*Brief*.
Reply only with how many lines below contain "garden".

*Dataset entries*.
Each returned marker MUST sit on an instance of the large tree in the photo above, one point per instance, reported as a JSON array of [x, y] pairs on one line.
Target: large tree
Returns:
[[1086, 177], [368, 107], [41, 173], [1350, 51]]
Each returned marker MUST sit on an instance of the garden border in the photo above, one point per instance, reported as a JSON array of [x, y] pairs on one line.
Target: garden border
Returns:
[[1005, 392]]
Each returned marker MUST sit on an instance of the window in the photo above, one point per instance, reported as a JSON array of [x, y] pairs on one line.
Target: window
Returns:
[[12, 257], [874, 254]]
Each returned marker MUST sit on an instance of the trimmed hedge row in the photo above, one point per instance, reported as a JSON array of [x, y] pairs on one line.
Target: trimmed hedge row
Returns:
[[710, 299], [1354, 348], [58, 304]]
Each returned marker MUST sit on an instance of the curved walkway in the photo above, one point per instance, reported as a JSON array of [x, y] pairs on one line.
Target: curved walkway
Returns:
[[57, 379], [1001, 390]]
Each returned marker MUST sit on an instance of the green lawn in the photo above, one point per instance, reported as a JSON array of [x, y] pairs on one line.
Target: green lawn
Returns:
---
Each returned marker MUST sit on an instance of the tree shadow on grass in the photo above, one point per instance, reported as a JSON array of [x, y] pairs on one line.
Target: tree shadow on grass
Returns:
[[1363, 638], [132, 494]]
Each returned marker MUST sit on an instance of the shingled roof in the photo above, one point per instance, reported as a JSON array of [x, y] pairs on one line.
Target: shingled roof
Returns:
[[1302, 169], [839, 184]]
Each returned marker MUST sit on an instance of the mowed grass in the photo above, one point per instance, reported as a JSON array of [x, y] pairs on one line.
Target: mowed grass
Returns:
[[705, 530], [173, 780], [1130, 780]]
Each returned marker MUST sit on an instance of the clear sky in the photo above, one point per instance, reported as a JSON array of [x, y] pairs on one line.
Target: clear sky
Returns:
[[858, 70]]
---
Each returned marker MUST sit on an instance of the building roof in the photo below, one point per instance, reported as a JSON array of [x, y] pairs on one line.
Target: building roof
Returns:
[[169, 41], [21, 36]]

*Answer area*.
2